Region label records =>
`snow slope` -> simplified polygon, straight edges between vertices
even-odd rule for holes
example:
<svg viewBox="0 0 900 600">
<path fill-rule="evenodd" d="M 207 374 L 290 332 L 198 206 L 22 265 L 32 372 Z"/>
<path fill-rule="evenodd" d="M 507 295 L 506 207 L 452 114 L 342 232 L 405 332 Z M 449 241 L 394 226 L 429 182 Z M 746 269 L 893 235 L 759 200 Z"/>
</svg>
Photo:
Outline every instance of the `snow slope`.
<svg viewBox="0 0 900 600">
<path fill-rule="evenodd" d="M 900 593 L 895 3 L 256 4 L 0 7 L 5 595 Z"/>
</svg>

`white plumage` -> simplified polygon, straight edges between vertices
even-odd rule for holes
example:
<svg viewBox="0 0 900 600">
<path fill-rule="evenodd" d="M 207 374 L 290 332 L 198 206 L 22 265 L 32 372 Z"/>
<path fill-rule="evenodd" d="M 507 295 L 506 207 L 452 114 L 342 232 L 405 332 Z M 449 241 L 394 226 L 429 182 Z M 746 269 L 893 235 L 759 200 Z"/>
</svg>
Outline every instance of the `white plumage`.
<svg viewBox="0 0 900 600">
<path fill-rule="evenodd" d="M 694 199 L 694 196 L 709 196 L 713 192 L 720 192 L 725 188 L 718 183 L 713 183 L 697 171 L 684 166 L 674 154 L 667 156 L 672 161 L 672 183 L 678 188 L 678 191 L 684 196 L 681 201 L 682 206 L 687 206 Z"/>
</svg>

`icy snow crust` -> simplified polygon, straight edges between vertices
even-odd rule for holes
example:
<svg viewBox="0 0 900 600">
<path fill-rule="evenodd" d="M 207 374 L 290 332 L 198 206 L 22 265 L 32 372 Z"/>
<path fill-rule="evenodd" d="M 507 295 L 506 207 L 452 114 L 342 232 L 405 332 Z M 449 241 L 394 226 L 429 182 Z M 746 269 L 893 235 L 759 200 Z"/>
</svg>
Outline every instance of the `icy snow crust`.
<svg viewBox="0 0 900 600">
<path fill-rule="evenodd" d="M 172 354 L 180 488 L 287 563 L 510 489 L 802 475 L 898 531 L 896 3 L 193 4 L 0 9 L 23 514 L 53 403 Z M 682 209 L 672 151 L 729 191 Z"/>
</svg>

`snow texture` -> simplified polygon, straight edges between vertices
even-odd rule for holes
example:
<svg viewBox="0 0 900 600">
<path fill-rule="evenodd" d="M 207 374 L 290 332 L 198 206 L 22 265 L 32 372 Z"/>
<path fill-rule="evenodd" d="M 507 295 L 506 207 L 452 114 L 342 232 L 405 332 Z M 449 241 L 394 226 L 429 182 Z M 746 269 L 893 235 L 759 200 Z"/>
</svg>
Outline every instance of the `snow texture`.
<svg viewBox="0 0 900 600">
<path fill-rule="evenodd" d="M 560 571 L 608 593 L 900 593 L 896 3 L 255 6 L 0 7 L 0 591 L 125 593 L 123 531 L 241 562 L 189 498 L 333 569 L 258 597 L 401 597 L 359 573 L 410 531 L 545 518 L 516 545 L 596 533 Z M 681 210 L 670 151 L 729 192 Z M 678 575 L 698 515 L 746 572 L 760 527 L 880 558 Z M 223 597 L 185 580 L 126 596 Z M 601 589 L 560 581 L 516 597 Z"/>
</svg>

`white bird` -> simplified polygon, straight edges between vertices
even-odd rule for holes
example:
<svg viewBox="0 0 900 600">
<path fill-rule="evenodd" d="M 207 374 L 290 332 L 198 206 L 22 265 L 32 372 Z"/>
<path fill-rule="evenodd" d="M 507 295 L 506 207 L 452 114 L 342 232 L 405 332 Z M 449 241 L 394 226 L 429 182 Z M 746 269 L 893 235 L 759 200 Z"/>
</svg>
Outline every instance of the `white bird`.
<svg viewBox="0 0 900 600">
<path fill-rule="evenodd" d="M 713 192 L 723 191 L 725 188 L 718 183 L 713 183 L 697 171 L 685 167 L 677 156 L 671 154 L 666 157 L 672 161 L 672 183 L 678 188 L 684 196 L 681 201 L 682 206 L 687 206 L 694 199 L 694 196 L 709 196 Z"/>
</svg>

---

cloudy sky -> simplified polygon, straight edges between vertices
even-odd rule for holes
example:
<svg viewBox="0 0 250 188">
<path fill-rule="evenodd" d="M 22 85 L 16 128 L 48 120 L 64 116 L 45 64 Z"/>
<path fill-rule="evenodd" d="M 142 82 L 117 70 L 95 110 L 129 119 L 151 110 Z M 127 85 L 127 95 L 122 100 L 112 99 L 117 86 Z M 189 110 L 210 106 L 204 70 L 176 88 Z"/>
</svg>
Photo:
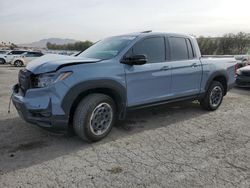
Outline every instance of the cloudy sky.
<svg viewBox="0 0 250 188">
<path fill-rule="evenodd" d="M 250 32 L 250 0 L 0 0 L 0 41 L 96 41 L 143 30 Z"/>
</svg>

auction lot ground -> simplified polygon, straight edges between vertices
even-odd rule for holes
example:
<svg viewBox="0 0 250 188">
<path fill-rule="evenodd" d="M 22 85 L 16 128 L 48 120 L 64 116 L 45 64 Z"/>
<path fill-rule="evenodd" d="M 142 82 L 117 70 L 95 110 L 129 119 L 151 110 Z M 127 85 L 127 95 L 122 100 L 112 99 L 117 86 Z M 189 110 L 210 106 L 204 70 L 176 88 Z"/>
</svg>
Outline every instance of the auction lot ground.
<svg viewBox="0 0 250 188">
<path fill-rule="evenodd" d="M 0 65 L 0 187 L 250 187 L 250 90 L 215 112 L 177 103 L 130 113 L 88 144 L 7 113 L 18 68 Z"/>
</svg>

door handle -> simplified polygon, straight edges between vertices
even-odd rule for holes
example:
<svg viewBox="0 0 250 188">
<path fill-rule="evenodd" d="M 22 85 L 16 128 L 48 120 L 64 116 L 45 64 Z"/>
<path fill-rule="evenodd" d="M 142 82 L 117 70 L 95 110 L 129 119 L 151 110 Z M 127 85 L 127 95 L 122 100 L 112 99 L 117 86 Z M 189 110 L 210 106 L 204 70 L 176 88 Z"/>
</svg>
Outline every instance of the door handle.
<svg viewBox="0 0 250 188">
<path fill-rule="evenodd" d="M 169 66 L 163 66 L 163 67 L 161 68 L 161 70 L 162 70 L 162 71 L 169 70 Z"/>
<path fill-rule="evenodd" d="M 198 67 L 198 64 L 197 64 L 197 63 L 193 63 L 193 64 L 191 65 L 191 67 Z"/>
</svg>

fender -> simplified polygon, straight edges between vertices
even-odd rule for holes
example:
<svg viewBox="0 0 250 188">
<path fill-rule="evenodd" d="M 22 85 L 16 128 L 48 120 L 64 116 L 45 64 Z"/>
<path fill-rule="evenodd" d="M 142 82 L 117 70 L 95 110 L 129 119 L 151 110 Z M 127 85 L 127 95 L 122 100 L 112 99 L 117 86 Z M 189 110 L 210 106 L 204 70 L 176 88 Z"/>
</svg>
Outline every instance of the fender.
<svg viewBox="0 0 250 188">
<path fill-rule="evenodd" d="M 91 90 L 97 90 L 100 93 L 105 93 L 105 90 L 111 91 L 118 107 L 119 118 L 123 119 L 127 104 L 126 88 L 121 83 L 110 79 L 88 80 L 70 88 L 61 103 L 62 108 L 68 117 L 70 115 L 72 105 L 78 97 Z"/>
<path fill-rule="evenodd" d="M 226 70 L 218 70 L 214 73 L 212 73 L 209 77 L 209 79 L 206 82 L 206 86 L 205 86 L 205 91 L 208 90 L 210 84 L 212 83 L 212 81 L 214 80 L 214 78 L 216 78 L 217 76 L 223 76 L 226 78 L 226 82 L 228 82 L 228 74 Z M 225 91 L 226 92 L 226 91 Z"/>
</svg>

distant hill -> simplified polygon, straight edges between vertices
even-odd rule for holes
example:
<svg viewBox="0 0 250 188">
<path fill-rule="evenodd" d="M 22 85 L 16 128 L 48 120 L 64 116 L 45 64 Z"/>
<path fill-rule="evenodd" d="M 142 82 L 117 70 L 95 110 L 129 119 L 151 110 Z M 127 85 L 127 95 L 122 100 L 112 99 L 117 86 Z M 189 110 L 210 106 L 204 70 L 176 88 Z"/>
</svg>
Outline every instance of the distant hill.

REQUIREMENT =>
Convert the lines from the line containing "distant hill ->" through the line containing "Outline every instance of the distant hill." into a Markdown table with the columns Row and Line, numbering each row and omitting blank lines.

FINISHED EXERCISE =>
| Row | Line |
|---|---|
| 1 | distant hill -> simplified polygon, straight edges between vertices |
| 2 | even-odd rule for holes |
| 3 | example: |
| 4 | <svg viewBox="0 0 250 188"> |
| 5 | <path fill-rule="evenodd" d="M 22 85 L 16 128 L 48 120 L 64 116 L 45 64 Z"/> |
| 6 | <path fill-rule="evenodd" d="M 142 82 L 117 70 L 95 110 L 129 119 L 151 110 Z M 127 85 L 127 95 L 122 100 L 112 99 L 117 86 Z M 189 110 L 210 106 L 204 70 L 176 88 Z"/> |
| 7 | </svg> |
| 8 | Outline every instance of the distant hill. |